The use of statistical models to both understand and forecast elections has moved from a cottage industry to a mansion industry during the last few U.S. election cycles, with many popular forecasting sites providing daily, sometimes hourly election forecasts throughout the campaign cycle (538, NYT Upshot, HuffPost Pollster, Bloomberg, and Daily Kos, to name a few).
For those of us lucky (unlucky?) enough to teach American politics and elections classes in the 2016 cycle, these forecasts offer instructors a chance to not only show students a reasoned, empirical prediction of the election, but also a chance to demonstrate how public opinion tracks over time in response to outside events, how long-term political identification such as partisanship drives behavior, and that national elections can be readily understood and predicted if done right.
I decided this year would be a perfect opportunity to show students “how the polling sausage is made.” I began writing my own election forecasting model in order to demonstrate to them that these (relatively) new centerpieces of American political coverage aren’t driven by magic or sorcery, but instead the application of transparent assumptions, sound statistical principles and political science research.
This is a fairly rudimentary model – I’m still learning! – in that it doesn’t account for historical state-by-state correlations, the national “swing,” and the like.
One thing I’ve been pleased to report to my students is that one of the best outcomes of the aggregate-polling industry and the mainstreaming of election forecasting has been the increased emphasis on polling averages rather than swings in individual poll estimates. The estimate of support for a candidate is a best guess at the state of public opinion within that sample, but we get a better idea of the “true” state of public opinion by aggregating polls.
There is a lot of noise within individual polls, whether as the result of sampling error, non-response bias, interviewer effects, and the like. Aggregating individual polls certainly isn’t a cure-all, but it does help to discern between actual polling trends and noise.

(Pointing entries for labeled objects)

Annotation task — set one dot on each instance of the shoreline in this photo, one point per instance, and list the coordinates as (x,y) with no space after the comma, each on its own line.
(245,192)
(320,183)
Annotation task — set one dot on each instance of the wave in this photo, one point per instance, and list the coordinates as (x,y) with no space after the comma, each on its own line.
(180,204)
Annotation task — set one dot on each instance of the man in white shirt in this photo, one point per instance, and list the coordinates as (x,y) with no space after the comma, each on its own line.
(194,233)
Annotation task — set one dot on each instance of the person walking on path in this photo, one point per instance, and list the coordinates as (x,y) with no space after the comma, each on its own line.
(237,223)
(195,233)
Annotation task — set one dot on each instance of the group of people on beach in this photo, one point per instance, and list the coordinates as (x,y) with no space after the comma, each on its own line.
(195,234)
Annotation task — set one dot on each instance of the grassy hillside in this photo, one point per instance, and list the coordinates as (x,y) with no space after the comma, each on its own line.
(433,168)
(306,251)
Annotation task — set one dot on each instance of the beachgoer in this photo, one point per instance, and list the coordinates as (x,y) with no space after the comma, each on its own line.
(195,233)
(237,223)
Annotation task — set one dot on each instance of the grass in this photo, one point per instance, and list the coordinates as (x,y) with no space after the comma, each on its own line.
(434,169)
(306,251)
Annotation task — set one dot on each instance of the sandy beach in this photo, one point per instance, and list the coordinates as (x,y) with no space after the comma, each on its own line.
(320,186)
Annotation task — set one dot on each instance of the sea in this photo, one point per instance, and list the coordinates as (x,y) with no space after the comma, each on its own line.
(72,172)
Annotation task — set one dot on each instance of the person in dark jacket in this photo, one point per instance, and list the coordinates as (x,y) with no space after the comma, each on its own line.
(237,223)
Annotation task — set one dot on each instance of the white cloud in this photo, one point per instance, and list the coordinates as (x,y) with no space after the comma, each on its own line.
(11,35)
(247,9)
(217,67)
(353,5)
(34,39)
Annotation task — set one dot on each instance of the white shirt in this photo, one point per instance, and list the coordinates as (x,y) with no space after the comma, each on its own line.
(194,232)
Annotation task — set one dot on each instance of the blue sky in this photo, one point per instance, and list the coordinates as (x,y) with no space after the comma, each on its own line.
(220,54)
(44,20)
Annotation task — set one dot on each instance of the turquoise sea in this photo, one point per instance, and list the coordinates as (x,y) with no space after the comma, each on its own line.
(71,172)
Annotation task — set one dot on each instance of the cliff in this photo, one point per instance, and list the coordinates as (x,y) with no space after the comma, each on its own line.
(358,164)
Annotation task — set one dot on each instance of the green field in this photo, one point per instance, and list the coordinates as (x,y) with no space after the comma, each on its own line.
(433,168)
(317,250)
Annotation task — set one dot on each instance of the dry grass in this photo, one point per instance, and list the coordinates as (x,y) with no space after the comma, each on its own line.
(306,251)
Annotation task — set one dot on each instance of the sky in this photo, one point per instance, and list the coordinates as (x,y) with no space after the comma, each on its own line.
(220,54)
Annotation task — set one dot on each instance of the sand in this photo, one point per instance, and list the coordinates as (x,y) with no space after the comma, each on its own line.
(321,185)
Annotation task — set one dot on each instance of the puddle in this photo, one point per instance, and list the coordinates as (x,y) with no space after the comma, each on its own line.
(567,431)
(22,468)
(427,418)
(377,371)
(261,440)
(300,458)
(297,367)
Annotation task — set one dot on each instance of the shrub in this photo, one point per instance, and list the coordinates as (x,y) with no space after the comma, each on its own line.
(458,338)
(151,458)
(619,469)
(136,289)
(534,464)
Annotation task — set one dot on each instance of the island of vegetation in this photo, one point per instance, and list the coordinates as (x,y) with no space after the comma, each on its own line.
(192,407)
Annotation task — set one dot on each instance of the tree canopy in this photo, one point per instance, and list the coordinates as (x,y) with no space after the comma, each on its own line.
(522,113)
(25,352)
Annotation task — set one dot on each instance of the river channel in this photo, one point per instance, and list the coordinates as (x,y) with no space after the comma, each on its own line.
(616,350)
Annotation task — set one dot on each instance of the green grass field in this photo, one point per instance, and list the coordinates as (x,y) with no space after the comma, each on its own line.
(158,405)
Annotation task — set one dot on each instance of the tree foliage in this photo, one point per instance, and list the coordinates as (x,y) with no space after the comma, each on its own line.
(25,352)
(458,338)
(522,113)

- Objectives:
A – Return every line of the listing that contains the word "shirt".
B – Go on with the article on election forecasting models from the point where it stops.

- Task-by-task outputs:
A –
Annotation task — set one dot on each instance of the man in white shirt in this photo, one point per instance, and list the coordinates as (x,y) with no space after the comma, each on its own line.
Annotation task — set one dot on each instance of the white shirt in this photo, one point per instance, and list the coordinates as (x,y) with no space after the comma, each on its own line.

B –
I typically weight polls as a combination of its age and sample size, with a half-life of 30 days (this means that 30 days after release, a poll has half the weight of a new poll with the same sample size). This also offers a way to demonstrate how weighting polls more heavily based on their “freshness” can lead to different trend lines. Take, for example, the aggregation of polls in North Carolina, weighting old polls less heavily (left; half-life of 5 days) versus more heavily (right; half-life of 30 days). In the left graph, the race looks much more dynamic, but mostly amounts to the trend line “chasing” new polls that are further out from the average (much of which is likely sampling variability and/or polling house effects).
While there is a lot of evidence that Bayesian methods – notably (nerd alert!) Kalman Filtering – offer a better means to distinguish between signal and noise, I find that demonstrating aggregation through weighted averages is more intuitive, particularly to political science students who are not always mathletes.
Next, of course, comes simulating all state outcomes simultaneously, which is where we get to see the range of likely outcomes in the Electoral College. My model more resembles the 538 “NowCast” (what would happen if the election were held today?) than a forecast, because it does not predict out to election day. I’m working on that. That said, this model still demonstrates how election simulations work.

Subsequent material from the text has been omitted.